#### Exercise aim
For each line below that contains the word "silver", make a copy.

#### Data in this exercise

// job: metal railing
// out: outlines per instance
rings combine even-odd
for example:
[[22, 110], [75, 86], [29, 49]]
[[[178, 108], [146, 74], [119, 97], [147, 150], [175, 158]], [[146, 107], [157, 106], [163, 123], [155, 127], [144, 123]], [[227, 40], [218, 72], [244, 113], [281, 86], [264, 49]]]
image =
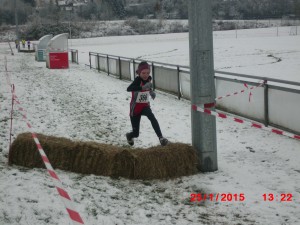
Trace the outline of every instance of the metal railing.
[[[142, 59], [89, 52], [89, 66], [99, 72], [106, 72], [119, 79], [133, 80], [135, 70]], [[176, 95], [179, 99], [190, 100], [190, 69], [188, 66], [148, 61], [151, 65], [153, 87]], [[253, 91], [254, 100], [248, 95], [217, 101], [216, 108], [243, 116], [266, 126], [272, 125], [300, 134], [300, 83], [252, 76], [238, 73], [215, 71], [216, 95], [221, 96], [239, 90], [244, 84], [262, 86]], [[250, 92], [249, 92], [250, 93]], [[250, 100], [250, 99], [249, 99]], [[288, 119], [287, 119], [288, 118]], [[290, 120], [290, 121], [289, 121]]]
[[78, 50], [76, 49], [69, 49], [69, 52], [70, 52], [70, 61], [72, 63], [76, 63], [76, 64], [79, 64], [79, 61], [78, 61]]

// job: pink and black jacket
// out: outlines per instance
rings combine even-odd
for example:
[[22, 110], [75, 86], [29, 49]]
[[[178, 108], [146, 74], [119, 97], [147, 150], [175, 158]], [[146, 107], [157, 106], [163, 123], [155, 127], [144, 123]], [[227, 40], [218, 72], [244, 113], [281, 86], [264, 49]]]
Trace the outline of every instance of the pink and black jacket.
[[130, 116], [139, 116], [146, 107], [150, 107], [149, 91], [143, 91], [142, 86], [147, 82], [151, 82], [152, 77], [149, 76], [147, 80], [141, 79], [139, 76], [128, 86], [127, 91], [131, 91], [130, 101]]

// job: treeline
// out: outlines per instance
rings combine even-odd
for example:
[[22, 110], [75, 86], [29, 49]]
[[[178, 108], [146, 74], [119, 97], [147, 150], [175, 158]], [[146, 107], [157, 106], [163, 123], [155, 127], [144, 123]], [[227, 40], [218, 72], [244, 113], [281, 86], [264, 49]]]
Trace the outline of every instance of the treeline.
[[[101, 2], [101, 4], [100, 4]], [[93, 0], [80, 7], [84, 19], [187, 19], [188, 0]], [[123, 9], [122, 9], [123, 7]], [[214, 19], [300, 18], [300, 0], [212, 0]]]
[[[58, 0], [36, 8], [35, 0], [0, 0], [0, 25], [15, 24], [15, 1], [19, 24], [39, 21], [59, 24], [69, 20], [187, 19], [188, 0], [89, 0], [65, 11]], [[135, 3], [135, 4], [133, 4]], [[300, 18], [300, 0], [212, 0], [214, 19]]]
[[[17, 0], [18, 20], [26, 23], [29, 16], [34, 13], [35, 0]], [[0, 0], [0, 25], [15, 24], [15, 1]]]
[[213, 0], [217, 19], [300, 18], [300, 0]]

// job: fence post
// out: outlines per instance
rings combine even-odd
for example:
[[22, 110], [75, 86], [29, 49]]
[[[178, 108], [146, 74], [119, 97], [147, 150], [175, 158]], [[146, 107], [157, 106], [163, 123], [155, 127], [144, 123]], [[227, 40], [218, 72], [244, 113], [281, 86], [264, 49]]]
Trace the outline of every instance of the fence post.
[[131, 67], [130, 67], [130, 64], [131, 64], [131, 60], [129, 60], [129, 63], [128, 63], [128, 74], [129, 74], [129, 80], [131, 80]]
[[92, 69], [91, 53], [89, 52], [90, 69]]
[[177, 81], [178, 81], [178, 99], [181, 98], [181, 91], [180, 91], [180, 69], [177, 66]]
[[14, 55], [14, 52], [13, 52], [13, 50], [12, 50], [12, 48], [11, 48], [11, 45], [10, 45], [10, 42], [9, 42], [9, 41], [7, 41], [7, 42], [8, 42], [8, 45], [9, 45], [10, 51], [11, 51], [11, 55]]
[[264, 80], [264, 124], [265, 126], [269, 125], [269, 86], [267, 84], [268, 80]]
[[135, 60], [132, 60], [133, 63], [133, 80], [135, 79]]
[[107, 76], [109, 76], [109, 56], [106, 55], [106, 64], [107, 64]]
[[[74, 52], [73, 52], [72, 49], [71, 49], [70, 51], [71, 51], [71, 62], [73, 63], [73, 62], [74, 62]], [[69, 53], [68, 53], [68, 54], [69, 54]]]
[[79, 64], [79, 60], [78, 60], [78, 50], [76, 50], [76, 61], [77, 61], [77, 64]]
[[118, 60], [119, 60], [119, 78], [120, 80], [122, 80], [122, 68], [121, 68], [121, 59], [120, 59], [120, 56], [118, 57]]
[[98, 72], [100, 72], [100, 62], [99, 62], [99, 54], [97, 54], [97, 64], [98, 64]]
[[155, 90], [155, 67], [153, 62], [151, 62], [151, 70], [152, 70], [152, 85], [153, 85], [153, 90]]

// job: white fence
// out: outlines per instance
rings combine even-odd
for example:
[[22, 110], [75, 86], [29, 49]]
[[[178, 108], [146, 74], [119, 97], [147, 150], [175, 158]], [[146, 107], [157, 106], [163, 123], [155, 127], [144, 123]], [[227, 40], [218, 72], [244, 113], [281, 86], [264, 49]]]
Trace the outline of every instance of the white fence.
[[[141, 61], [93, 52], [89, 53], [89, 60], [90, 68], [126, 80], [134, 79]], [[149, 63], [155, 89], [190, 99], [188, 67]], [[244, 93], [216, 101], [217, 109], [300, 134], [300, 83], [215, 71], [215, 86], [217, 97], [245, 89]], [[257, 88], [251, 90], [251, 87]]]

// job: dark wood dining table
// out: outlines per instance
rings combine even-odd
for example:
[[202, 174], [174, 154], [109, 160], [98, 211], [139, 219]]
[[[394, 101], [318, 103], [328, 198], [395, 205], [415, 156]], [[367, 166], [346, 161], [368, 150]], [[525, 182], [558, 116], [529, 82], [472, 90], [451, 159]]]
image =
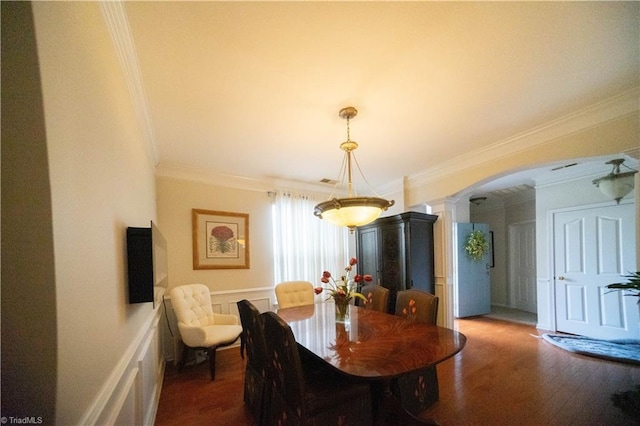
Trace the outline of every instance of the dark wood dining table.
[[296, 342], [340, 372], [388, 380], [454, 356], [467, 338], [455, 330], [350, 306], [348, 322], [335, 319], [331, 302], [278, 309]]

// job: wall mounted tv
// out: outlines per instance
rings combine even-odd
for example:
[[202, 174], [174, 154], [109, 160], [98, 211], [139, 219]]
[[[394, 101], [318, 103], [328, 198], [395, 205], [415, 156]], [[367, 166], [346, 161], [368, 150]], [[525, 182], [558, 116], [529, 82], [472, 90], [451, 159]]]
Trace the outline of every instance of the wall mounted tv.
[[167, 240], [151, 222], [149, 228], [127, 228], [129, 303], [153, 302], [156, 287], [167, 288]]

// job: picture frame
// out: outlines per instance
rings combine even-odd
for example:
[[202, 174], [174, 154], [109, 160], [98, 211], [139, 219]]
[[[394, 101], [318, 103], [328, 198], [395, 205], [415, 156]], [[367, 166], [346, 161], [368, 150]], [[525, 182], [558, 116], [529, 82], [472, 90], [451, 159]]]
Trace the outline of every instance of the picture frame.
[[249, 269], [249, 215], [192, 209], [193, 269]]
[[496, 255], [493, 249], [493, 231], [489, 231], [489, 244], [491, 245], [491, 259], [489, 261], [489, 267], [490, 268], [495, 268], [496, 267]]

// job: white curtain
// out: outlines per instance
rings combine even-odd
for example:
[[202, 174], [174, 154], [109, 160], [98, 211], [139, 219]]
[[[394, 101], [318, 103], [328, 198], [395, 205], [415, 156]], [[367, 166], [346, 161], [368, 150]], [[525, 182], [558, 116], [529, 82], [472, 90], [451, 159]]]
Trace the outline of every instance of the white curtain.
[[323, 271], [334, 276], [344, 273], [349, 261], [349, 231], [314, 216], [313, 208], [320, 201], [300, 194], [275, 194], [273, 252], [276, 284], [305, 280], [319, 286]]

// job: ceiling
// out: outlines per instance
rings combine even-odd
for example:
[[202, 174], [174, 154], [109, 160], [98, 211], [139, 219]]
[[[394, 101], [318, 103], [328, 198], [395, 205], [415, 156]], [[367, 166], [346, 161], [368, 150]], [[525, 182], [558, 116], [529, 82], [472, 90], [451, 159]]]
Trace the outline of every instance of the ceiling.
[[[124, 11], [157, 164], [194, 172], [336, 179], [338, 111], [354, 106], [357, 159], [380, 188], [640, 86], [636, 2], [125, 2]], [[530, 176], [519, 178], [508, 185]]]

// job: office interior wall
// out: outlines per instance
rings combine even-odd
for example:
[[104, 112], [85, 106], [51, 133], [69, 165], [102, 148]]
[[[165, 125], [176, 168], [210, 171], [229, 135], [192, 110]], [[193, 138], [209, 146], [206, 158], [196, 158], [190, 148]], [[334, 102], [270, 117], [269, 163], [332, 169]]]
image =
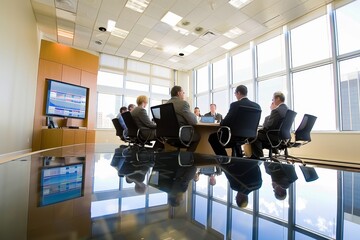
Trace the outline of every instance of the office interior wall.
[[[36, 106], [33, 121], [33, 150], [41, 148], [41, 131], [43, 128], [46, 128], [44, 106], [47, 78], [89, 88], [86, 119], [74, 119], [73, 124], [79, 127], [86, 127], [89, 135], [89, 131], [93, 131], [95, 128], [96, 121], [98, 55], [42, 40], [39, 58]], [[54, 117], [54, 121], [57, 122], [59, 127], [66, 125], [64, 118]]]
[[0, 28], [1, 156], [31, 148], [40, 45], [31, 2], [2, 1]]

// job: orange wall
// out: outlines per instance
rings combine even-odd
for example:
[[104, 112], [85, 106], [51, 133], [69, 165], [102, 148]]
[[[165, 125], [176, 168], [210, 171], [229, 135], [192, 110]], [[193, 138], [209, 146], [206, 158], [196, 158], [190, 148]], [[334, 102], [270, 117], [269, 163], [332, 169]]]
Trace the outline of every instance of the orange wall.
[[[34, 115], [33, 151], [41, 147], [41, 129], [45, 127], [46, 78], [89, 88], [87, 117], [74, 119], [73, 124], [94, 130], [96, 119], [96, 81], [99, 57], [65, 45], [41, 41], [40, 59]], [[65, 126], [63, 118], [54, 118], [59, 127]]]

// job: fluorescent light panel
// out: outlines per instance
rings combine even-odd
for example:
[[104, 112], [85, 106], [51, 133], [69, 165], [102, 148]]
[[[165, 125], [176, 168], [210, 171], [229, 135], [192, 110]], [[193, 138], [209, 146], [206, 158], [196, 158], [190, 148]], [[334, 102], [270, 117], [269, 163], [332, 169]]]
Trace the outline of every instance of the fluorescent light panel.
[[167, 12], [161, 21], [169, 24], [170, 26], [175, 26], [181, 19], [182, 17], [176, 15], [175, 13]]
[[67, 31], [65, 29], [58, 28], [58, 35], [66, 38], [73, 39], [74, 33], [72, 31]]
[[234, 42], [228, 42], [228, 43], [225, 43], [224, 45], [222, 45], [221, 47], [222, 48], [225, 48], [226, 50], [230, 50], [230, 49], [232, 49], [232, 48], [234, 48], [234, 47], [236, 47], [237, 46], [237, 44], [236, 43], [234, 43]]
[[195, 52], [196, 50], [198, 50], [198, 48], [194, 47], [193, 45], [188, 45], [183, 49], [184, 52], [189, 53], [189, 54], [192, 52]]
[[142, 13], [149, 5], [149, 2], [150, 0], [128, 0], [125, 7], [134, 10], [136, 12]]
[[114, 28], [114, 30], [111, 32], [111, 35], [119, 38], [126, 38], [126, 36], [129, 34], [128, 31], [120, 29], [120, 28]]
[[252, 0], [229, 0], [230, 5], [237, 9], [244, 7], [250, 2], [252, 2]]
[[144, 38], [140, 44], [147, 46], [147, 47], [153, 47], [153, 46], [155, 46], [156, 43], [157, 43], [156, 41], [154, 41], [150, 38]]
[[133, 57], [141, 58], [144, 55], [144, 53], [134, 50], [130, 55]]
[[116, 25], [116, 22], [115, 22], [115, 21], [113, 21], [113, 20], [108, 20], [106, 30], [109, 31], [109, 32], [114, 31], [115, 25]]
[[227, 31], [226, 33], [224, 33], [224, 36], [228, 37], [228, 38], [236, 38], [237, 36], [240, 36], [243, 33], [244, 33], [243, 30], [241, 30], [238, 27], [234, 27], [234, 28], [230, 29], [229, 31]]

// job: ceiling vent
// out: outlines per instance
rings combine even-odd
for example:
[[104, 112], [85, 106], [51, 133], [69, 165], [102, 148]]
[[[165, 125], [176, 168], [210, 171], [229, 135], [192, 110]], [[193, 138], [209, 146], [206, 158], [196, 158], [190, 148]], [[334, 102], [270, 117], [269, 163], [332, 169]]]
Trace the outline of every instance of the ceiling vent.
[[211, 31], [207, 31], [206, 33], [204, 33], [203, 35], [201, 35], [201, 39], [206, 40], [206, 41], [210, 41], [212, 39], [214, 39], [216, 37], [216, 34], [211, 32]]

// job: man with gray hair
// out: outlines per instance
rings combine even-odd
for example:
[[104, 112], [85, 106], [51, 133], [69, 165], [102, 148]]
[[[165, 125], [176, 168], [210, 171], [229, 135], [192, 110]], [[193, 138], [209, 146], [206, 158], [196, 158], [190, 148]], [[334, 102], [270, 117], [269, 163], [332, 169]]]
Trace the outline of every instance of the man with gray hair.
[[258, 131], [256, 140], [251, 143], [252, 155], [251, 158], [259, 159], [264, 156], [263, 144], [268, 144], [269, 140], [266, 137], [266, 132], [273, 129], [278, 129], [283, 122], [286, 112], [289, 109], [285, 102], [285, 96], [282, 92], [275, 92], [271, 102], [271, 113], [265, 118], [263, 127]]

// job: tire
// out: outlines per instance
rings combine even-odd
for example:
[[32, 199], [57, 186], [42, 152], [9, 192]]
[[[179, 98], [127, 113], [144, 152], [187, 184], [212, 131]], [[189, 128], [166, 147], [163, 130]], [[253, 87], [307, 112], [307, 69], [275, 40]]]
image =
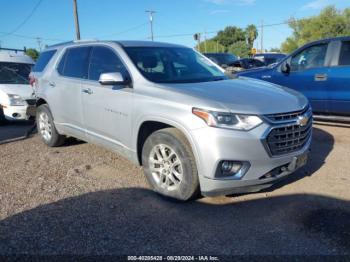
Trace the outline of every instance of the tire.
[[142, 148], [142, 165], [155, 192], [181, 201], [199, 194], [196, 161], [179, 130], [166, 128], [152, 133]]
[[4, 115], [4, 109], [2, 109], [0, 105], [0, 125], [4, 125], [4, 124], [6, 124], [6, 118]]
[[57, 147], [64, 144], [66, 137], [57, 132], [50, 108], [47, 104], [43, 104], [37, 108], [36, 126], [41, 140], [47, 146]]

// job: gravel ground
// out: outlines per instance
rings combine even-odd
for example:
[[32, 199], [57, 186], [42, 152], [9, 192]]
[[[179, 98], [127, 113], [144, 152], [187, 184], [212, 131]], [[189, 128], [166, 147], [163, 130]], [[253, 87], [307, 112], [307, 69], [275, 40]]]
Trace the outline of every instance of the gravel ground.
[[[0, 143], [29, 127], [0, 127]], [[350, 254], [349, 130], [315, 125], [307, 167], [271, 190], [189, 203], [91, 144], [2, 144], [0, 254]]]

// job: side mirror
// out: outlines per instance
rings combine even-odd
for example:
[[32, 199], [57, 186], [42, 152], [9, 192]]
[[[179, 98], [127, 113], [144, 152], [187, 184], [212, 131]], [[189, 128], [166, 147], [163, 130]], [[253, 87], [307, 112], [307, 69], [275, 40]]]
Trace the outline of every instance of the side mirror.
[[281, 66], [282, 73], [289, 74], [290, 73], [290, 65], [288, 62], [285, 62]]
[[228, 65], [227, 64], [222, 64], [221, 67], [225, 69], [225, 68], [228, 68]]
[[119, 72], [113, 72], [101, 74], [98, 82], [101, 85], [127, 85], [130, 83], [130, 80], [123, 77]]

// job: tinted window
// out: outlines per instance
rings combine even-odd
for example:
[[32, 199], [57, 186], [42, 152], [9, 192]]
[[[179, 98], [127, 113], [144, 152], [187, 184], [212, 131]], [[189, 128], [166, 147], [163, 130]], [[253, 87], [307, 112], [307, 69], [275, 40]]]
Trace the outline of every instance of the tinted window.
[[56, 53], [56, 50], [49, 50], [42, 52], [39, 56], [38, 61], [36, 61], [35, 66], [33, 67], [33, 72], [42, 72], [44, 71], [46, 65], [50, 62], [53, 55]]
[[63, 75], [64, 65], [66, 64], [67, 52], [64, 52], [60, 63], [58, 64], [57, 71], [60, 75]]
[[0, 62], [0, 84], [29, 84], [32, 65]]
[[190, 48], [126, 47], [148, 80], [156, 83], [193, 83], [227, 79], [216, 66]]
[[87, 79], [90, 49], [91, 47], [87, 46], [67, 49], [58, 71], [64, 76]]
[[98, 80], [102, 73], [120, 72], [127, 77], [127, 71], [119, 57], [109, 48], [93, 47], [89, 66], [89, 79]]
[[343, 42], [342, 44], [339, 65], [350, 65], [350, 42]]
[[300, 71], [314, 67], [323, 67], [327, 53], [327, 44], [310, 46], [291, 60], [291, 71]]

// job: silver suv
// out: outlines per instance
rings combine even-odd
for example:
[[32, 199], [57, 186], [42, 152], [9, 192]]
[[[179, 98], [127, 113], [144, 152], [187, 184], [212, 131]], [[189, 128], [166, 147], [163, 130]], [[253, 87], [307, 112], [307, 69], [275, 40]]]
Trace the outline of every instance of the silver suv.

#### Task answer
// job: silver suv
Trace the outline of every instance of the silver suv.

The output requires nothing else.